• Exercise material:
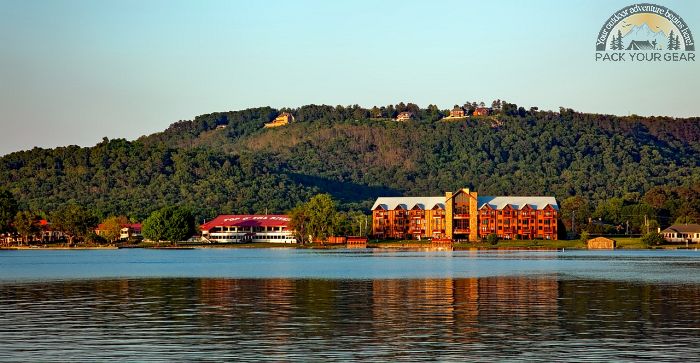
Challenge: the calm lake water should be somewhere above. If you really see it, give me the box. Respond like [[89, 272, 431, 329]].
[[0, 249, 700, 362]]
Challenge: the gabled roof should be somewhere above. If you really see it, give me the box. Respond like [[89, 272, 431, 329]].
[[201, 214, 290, 231], [477, 195, 559, 210], [372, 194, 559, 210], [372, 197, 445, 210], [661, 224, 700, 233]]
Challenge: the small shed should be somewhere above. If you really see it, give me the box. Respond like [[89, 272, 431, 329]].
[[588, 237, 617, 250]]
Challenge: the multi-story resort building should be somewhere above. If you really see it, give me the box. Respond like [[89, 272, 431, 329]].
[[200, 215, 296, 243], [372, 188, 559, 241]]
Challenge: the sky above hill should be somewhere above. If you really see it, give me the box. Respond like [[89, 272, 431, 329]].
[[0, 0, 700, 155]]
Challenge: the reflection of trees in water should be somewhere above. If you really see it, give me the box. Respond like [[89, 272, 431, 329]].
[[0, 276, 700, 352]]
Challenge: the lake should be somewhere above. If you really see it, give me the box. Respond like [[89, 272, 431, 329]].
[[0, 249, 700, 362]]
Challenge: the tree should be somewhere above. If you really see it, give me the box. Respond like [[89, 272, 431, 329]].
[[290, 194, 340, 243], [0, 190, 18, 233], [306, 194, 337, 241], [642, 232, 665, 246], [15, 211, 39, 246], [668, 30, 680, 50], [610, 35, 620, 50], [100, 216, 129, 242], [142, 206, 195, 243], [561, 195, 591, 235], [51, 204, 97, 244]]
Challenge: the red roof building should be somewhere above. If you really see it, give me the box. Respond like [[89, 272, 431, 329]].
[[200, 214, 296, 243]]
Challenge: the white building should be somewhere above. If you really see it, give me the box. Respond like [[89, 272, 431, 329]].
[[201, 215, 297, 243]]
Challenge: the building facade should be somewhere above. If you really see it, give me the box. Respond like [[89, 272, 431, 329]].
[[396, 111, 413, 121], [200, 215, 296, 243], [661, 224, 700, 243], [372, 188, 559, 241], [450, 105, 467, 118]]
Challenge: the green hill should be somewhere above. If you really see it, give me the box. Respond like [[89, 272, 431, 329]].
[[0, 103, 700, 230]]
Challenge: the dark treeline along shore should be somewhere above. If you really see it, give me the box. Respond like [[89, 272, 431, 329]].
[[0, 101, 700, 242]]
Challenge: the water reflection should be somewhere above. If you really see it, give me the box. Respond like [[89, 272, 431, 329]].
[[0, 275, 700, 361]]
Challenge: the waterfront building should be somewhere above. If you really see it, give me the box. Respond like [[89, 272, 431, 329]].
[[372, 188, 559, 241], [474, 107, 492, 116], [119, 223, 141, 240], [200, 215, 296, 243], [661, 224, 700, 243], [265, 112, 294, 128]]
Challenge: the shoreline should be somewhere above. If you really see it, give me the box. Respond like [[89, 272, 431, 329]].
[[0, 243, 698, 252]]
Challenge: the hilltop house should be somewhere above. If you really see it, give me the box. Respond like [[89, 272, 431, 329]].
[[661, 224, 700, 243], [474, 107, 492, 116], [450, 105, 467, 118], [265, 112, 294, 128]]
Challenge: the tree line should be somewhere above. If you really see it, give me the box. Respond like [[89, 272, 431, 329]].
[[0, 100, 700, 242]]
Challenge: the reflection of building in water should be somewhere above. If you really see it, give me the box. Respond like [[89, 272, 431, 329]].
[[199, 279, 295, 344], [372, 276, 558, 347]]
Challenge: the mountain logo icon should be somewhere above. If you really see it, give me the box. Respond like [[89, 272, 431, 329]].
[[596, 3, 695, 52]]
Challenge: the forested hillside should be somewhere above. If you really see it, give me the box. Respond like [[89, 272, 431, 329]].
[[0, 102, 700, 233]]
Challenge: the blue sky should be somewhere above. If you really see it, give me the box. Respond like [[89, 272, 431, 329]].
[[0, 0, 700, 154]]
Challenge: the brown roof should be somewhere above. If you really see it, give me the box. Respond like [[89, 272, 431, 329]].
[[661, 224, 700, 233]]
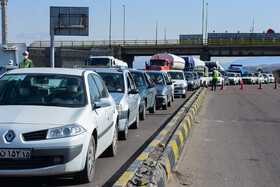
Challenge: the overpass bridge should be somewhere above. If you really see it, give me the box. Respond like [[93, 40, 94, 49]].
[[28, 33, 280, 67]]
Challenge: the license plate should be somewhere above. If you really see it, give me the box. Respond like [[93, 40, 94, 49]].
[[0, 149, 31, 159]]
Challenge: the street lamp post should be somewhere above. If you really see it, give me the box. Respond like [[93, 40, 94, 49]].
[[202, 0, 204, 42], [0, 0, 8, 44], [156, 21, 158, 45], [205, 3, 208, 39], [109, 0, 112, 46], [123, 5, 125, 44]]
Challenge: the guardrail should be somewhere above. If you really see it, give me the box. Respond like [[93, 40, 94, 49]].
[[113, 88, 206, 187], [30, 38, 280, 48]]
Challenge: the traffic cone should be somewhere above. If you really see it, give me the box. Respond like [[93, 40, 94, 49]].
[[274, 79, 278, 89], [221, 81, 225, 90], [240, 80, 244, 90], [259, 81, 262, 89]]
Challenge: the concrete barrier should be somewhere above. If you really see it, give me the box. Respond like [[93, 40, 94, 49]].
[[114, 88, 206, 187]]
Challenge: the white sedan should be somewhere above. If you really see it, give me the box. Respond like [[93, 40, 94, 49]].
[[0, 68, 118, 182], [208, 72, 225, 86]]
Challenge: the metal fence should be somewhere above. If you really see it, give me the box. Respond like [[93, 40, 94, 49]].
[[30, 38, 280, 47]]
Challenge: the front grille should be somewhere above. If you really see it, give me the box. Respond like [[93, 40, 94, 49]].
[[22, 130, 48, 141], [0, 156, 63, 170]]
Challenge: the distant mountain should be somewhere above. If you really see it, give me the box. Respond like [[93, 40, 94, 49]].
[[220, 57, 280, 69]]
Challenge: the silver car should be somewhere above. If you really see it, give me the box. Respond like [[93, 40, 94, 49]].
[[167, 70, 188, 98], [88, 68, 141, 140], [148, 71, 173, 110]]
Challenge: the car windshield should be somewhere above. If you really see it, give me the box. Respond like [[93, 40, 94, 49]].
[[243, 73, 253, 77], [88, 58, 110, 66], [168, 71, 184, 80], [98, 73, 124, 93], [197, 72, 204, 77], [150, 60, 166, 66], [130, 72, 145, 87], [149, 73, 164, 84], [184, 73, 193, 79], [0, 74, 86, 107], [220, 71, 227, 76]]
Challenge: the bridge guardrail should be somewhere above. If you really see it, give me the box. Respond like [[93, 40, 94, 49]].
[[30, 37, 280, 48]]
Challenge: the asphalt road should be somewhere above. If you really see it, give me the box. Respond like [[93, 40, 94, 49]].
[[0, 91, 193, 187], [168, 84, 280, 187]]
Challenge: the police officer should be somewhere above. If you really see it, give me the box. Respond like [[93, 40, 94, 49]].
[[19, 51, 34, 68], [211, 67, 219, 91]]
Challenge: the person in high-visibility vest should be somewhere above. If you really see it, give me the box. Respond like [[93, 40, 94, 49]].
[[211, 67, 219, 91], [19, 51, 34, 69]]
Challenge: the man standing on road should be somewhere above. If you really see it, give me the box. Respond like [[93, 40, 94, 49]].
[[19, 51, 34, 69], [211, 67, 219, 91]]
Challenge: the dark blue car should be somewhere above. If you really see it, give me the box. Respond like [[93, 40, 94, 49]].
[[129, 70, 157, 120]]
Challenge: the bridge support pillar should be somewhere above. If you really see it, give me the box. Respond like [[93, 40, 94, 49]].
[[200, 51, 211, 61], [121, 55, 134, 68]]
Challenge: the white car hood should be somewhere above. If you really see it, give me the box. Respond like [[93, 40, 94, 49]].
[[110, 93, 124, 104], [173, 79, 186, 84], [0, 105, 87, 125]]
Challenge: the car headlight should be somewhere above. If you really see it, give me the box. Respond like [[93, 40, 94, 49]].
[[47, 124, 86, 139], [116, 103, 122, 112]]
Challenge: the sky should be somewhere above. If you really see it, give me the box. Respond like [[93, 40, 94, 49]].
[[0, 0, 280, 65]]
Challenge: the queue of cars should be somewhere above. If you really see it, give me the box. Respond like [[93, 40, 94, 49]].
[[242, 72, 275, 84], [0, 62, 276, 183], [0, 67, 192, 183]]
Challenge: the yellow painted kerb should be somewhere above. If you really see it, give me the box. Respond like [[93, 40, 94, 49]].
[[175, 131, 184, 150], [136, 153, 149, 160], [114, 171, 134, 186]]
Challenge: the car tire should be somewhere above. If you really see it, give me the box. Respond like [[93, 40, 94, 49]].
[[162, 102, 168, 110], [131, 111, 139, 129], [182, 90, 187, 98], [119, 119, 128, 140], [105, 125, 118, 156], [140, 102, 146, 120], [74, 136, 96, 183], [149, 99, 156, 113], [167, 96, 172, 107]]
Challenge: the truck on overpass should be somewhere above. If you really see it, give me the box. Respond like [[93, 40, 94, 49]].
[[146, 53, 185, 70]]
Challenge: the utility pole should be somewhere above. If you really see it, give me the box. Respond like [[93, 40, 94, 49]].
[[156, 21, 158, 45], [204, 3, 208, 40], [109, 0, 112, 47], [202, 0, 204, 42], [1, 0, 8, 44], [123, 5, 125, 42]]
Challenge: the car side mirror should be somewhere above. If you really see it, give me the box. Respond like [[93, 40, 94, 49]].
[[148, 83, 156, 88], [92, 98, 111, 110], [128, 89, 139, 94]]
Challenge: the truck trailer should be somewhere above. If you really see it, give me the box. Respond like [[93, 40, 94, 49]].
[[146, 53, 185, 70], [182, 56, 205, 71], [85, 56, 128, 68], [228, 64, 244, 75]]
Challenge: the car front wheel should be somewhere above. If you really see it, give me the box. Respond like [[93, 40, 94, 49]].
[[119, 119, 128, 140], [140, 102, 146, 120], [149, 99, 156, 113], [75, 136, 96, 183], [131, 112, 139, 129], [105, 125, 118, 156]]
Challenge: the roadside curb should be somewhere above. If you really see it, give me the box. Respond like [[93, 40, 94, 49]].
[[156, 89, 206, 186], [113, 89, 206, 187]]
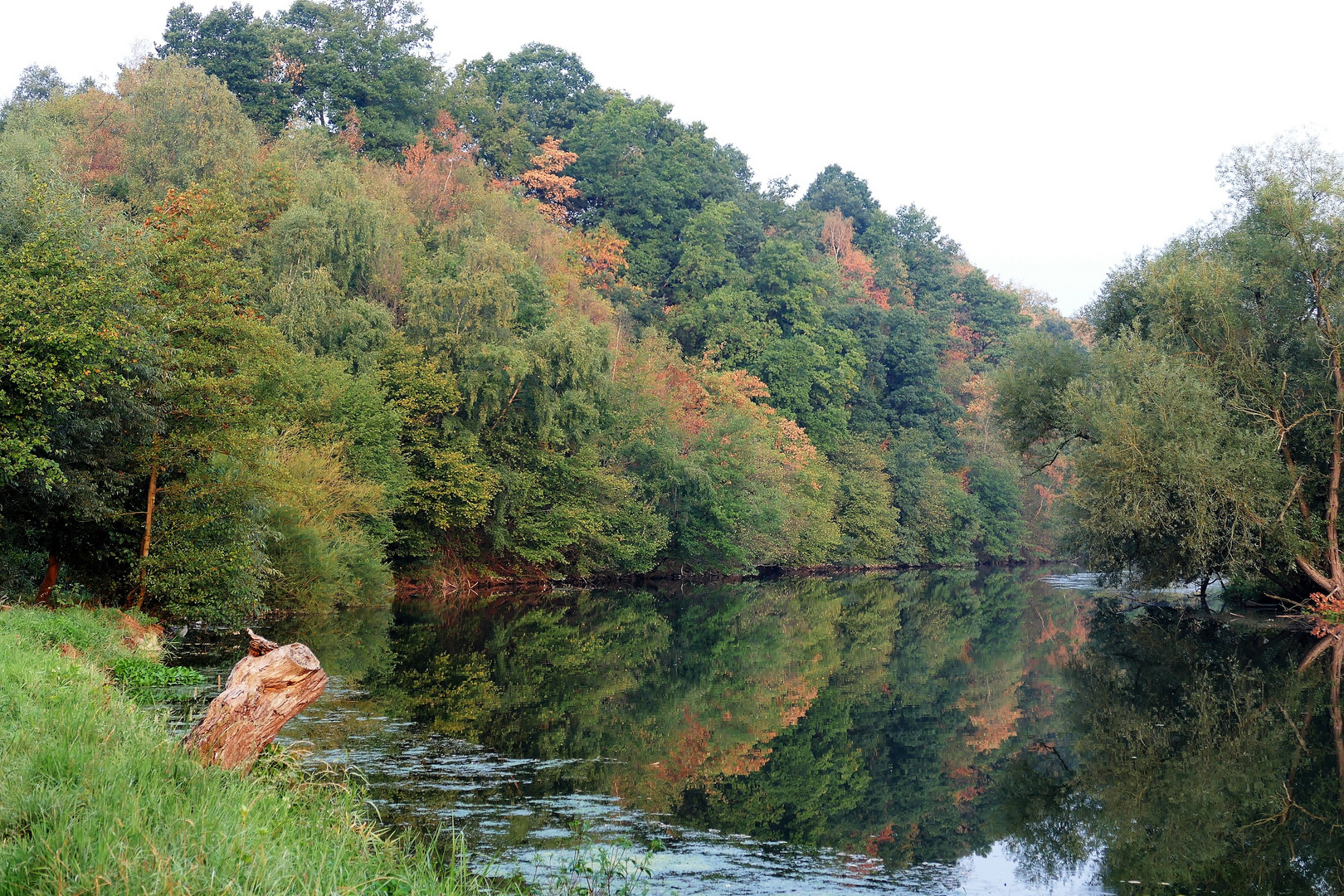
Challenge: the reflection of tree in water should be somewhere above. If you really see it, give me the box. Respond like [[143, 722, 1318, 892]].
[[371, 572, 1084, 865], [997, 610, 1344, 894], [681, 573, 1083, 866]]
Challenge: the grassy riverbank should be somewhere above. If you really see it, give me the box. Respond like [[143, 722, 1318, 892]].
[[0, 608, 491, 896]]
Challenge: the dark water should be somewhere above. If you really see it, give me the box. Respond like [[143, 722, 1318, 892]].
[[165, 571, 1344, 896]]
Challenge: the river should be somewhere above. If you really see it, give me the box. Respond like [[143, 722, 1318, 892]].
[[165, 570, 1344, 896]]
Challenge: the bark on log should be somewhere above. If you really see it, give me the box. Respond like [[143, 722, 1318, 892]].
[[182, 629, 327, 768]]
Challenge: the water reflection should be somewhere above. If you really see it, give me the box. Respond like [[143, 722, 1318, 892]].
[[173, 571, 1344, 894]]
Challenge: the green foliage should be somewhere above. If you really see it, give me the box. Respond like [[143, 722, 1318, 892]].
[[0, 8, 1043, 621], [111, 655, 206, 688], [158, 0, 442, 158], [0, 608, 497, 894]]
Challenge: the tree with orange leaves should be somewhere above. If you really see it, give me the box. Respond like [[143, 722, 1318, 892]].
[[821, 208, 891, 310], [398, 111, 475, 222], [519, 137, 579, 224]]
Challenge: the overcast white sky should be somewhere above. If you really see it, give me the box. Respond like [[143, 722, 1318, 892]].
[[0, 0, 1344, 312]]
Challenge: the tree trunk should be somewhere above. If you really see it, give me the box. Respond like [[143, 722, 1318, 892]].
[[136, 466, 158, 610], [182, 629, 327, 770], [37, 553, 61, 607], [1331, 638, 1344, 816]]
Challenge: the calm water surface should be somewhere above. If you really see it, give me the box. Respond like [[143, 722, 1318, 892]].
[[168, 571, 1344, 896]]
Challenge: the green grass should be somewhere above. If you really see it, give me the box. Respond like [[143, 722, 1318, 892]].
[[0, 608, 499, 896]]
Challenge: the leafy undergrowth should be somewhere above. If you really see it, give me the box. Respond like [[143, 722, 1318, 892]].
[[0, 608, 499, 896], [111, 657, 206, 688]]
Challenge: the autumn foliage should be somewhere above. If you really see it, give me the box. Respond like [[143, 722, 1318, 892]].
[[519, 137, 579, 224]]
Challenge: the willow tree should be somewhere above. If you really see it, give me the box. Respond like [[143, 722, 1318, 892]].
[[1000, 141, 1344, 806]]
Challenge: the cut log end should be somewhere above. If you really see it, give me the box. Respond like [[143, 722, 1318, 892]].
[[182, 629, 327, 768]]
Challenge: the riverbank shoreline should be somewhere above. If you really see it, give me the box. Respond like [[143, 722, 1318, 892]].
[[0, 606, 497, 896]]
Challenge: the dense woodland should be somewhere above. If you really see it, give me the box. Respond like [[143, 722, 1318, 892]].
[[0, 0, 1084, 619]]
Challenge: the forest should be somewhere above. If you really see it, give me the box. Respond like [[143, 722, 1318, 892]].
[[0, 0, 1069, 621]]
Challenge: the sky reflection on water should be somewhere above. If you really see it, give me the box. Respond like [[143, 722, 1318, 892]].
[[173, 570, 1337, 896]]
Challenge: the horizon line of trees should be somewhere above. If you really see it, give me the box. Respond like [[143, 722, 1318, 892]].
[[0, 0, 1082, 619]]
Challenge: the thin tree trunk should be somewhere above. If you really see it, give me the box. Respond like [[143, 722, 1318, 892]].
[[1331, 638, 1344, 816], [37, 553, 61, 607], [136, 466, 158, 610]]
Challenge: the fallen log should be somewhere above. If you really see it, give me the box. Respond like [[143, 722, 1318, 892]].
[[182, 629, 327, 768]]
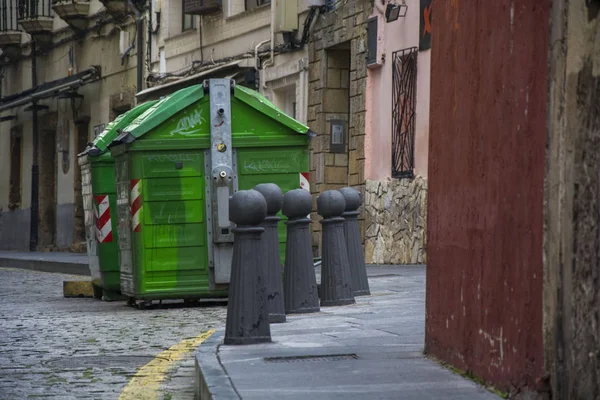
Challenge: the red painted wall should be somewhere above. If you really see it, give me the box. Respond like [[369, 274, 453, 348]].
[[426, 0, 550, 391]]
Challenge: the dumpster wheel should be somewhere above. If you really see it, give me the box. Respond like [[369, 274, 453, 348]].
[[136, 300, 152, 310]]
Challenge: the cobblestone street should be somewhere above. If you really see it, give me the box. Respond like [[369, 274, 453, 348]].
[[0, 268, 226, 400]]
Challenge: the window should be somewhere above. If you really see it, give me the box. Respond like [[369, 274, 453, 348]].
[[8, 128, 23, 210], [245, 0, 271, 10], [181, 14, 196, 32]]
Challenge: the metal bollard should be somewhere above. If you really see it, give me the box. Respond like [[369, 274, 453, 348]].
[[254, 183, 285, 323], [225, 190, 271, 344], [317, 190, 356, 307], [283, 189, 321, 314], [339, 187, 371, 296]]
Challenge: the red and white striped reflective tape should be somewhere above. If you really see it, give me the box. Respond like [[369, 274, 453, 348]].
[[94, 194, 112, 243], [129, 179, 142, 232], [300, 172, 310, 192]]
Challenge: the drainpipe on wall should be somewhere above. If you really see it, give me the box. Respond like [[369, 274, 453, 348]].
[[29, 38, 39, 251], [127, 0, 144, 93]]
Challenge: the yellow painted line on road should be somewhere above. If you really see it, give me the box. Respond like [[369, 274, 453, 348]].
[[119, 330, 215, 400]]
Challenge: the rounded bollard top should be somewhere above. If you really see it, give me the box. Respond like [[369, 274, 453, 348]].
[[254, 183, 283, 215], [229, 189, 267, 226], [282, 189, 312, 218], [317, 190, 346, 218], [339, 187, 360, 211]]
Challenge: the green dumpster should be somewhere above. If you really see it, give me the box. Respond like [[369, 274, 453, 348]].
[[78, 101, 155, 300], [109, 79, 314, 306]]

• Your instructions: Reproduce the stretch of data from the line containing "Challenge: the lake" through the line containing "243], [265, 112, 294, 128]]", substituting "If you can find it" for "If you really see it" and leaving everything else unchanged.

• Solution for this exercise:
Challenge: the lake should be somewhere above. If you can find it, give me the box. Respond like [[89, 272, 431, 329]].
[[0, 249, 700, 362]]
Challenge: the tree should be somewhere above. If you can find it, give me the box. Respond like [[89, 272, 431, 329]].
[[290, 194, 340, 243], [0, 190, 18, 233], [306, 194, 337, 241], [642, 232, 665, 246], [15, 211, 39, 246], [668, 30, 680, 50], [610, 35, 620, 50], [100, 216, 129, 242], [142, 206, 195, 243], [561, 195, 591, 235], [51, 204, 97, 244]]
Challenge: the red roof building should be somewhere above. If you can find it, give me the box. Respond like [[89, 272, 431, 329]].
[[200, 214, 296, 243]]
Challenge: the white building should be somewhere above. If you can find it, give me the box. Respond like [[89, 272, 431, 329]].
[[201, 215, 297, 243]]
Challenge: the building facade should be somewhere above. If you can find it, give me the box. Respond like [[89, 272, 431, 329]].
[[396, 111, 413, 121], [200, 215, 296, 243], [661, 224, 700, 243], [372, 188, 559, 241], [450, 105, 467, 118]]
Challenge: the green hill should be somewhere above. If you can find it, give me the box. Respond like [[89, 272, 431, 329]].
[[0, 103, 700, 230]]
Challenge: the dark treeline along shore should be somewhere above. If you can find it, give me the box. Respond like [[89, 272, 431, 329]].
[[0, 101, 700, 242]]
Challenge: the water reflection should be somewhere above. If you can find it, give me the box. Respond like [[89, 272, 431, 329]].
[[0, 275, 700, 361]]
Challenge: the waterfront building should be somewhere above. If you can find it, give me the box. Respond like [[89, 272, 431, 329]].
[[372, 188, 559, 241], [474, 107, 492, 116], [119, 223, 141, 240], [200, 215, 296, 243], [661, 224, 700, 243], [265, 112, 294, 128]]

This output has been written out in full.